### TASK INSTRUCTIONS
Reproduce the passage about masks at a Lincolnwood school below word for word, from "Lincolnwood District 74" to "recommended, not required.".

### TEXT PASSAGE

•••

Meanwhile, Mateo Farzaneh sent his third-grader to school Monday morning in Lincolnwood, worried that she wouldn’t keep her mask on.
Farzaneh said his family has been particularly cautious about the coronavirus given that he has a concerning health condition; he’s likewise mindful of teachers’ safety, and believes that masks should be mandatory as long as health experts say there’s a need.
Lincolnwood District 74 is not a plaintiff in the suit, and Grischow did not certify the case as a class action, but the Lincolnwood district wrote parents that the “court order is in effect and Governor Pritzker’s Executive Orders regarding facial masking are not” so at this point masks are recommended, not required.
Farzaneh said he had a careful conversation with his daughter about the need to keep her nose and mouth covered with a mask, even if other kids take off their masks.
“Mostly concerned and worried about peer pressure, because she wants to fit in like all the other 8-year-olds and we didn’t want her to feel pressured by students in her class that she doesn’t need to wear the mask, because their adults might have told them something different,” he said. “So it was a confusing time last night and early this morning there was a little bit of crying and concerns that no parents want to see, obviously.”

•••

### Data excerpts
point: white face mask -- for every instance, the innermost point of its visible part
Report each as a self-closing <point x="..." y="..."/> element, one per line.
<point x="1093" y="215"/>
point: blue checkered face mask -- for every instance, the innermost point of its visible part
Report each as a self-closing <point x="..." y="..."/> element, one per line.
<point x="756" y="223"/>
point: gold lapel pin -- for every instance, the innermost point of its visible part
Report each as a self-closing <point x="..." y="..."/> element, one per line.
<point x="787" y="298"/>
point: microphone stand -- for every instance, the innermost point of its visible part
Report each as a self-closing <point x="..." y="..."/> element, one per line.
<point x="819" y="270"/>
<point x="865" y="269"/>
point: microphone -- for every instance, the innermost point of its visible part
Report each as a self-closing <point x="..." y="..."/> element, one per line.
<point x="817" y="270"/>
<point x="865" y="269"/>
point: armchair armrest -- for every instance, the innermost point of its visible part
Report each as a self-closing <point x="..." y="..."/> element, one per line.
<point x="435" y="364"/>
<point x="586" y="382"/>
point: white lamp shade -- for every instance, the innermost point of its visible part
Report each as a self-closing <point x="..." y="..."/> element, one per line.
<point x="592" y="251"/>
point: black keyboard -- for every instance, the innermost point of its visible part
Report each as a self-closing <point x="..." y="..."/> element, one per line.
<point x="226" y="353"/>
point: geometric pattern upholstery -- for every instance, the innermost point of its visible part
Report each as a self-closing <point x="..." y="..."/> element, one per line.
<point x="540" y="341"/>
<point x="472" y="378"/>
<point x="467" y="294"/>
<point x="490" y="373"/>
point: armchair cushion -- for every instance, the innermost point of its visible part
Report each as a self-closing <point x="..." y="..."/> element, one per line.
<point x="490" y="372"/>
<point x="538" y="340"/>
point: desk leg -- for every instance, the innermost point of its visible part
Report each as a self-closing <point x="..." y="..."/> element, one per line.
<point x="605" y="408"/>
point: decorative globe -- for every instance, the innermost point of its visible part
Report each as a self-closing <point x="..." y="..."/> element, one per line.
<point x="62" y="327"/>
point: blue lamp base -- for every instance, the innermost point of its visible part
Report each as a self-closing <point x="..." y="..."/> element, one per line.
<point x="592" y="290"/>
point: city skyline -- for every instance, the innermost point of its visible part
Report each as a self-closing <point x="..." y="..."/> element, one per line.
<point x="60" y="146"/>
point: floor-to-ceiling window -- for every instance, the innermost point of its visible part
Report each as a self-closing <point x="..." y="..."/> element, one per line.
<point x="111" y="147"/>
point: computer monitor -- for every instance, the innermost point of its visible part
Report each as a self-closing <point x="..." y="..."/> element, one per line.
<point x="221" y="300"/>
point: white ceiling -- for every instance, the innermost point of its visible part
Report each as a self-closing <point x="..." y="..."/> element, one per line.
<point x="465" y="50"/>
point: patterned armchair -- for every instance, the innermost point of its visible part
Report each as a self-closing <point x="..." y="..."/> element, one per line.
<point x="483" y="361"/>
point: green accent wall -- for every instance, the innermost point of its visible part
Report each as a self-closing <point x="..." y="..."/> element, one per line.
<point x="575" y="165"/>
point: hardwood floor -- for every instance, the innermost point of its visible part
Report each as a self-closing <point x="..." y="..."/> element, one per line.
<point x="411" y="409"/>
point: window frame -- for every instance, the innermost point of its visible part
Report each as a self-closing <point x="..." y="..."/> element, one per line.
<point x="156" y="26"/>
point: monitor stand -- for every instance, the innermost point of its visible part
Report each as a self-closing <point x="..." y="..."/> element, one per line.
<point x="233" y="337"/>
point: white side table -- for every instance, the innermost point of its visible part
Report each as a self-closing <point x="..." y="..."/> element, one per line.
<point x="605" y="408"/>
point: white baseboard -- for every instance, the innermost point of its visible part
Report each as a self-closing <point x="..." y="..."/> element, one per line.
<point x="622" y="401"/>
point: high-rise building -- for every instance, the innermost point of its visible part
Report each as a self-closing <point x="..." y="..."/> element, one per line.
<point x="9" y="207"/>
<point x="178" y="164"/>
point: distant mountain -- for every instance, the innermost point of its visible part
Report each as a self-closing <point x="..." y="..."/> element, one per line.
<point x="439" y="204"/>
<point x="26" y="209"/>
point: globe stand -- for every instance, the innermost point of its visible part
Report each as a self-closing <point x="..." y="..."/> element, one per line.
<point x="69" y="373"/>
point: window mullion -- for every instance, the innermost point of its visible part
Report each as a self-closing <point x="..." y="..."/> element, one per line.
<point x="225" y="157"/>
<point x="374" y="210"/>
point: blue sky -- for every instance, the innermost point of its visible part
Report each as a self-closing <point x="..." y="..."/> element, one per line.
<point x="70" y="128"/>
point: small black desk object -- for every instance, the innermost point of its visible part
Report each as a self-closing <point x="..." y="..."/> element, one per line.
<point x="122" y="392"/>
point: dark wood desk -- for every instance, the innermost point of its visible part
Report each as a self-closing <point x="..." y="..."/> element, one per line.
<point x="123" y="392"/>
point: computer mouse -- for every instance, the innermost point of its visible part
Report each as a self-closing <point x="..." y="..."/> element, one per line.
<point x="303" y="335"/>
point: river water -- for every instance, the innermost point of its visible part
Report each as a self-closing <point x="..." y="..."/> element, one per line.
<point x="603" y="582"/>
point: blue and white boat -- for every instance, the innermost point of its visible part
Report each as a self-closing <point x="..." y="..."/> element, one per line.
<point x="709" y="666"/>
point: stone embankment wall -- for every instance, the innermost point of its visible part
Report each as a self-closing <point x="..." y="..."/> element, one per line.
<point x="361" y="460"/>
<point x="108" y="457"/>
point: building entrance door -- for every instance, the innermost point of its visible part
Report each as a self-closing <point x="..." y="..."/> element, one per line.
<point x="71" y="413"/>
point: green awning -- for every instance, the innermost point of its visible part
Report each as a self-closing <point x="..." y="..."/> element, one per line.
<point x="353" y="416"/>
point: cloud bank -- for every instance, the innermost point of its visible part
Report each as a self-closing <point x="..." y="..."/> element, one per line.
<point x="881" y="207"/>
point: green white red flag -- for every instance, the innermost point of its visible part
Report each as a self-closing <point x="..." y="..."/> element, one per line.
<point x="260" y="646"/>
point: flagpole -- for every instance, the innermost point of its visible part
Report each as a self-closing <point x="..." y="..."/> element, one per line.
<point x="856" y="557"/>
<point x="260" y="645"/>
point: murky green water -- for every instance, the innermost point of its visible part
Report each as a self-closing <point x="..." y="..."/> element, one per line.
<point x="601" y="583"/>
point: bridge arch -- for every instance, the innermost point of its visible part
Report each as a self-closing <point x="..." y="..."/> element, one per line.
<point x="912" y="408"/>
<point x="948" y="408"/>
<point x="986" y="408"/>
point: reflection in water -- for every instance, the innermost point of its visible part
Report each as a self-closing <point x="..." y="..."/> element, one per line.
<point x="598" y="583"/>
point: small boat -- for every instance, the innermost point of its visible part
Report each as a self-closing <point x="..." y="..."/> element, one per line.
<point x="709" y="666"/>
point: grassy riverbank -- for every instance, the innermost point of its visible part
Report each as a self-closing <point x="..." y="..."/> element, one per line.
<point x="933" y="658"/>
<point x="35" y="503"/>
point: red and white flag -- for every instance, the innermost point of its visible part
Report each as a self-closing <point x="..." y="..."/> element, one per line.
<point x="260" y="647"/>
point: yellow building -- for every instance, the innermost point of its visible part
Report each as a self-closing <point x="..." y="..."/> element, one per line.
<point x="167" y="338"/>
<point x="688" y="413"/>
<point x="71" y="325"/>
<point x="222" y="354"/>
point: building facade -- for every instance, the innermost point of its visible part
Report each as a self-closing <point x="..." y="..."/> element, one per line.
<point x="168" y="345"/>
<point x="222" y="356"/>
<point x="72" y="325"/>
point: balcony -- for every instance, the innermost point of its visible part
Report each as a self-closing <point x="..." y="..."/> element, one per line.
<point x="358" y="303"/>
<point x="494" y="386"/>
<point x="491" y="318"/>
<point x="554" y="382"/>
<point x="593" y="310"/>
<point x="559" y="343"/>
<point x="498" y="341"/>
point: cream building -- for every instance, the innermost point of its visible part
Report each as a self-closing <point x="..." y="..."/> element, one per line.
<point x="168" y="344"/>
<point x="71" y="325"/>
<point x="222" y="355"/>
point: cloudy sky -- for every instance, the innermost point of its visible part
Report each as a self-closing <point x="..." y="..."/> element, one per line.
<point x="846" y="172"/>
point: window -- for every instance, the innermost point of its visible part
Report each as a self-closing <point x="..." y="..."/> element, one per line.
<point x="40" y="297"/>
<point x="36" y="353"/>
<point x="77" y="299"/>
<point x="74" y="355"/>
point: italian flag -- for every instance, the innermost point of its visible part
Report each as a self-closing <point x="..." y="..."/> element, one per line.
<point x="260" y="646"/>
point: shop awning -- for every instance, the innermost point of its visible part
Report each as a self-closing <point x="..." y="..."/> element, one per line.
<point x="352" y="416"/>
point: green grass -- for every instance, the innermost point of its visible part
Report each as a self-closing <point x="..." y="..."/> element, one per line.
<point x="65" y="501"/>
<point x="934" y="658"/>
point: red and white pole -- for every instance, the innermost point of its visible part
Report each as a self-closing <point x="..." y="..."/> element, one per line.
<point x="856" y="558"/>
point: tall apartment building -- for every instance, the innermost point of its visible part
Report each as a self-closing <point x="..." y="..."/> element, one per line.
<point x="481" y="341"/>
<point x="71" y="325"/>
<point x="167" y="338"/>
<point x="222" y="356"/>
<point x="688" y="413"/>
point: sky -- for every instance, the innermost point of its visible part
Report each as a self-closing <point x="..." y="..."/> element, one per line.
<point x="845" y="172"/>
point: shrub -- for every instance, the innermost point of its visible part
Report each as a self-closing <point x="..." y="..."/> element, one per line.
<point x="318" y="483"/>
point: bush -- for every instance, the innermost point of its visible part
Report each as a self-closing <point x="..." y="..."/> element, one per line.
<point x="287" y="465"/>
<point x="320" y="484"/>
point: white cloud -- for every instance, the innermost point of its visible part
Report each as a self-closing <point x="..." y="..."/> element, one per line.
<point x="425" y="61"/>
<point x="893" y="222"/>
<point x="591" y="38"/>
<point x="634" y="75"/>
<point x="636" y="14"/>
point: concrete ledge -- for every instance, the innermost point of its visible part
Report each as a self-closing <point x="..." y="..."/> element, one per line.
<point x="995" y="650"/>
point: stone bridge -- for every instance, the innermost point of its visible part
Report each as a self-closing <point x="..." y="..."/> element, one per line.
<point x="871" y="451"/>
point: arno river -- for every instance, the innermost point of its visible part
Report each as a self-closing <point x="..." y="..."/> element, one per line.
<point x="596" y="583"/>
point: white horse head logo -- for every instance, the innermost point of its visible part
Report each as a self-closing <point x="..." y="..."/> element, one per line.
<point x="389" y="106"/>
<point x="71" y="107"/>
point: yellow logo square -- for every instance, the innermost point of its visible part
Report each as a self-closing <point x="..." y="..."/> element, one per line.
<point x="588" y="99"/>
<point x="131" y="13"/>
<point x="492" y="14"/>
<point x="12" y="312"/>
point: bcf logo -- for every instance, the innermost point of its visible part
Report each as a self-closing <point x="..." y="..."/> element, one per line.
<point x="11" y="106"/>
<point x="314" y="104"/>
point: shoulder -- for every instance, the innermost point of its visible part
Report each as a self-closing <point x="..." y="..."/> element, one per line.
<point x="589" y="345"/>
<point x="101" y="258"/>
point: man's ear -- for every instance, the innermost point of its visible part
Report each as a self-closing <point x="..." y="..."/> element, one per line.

•••

### RESULT BELOW
Lincolnwood District 74 is not a plaintiff in the suit, and Grischow did not certify the case as a class action, but the Lincolnwood district wrote parents that the “court order is in effect and Governor Pritzker’s Executive Orders regarding facial masking are not” so at this point masks are recommended, not required.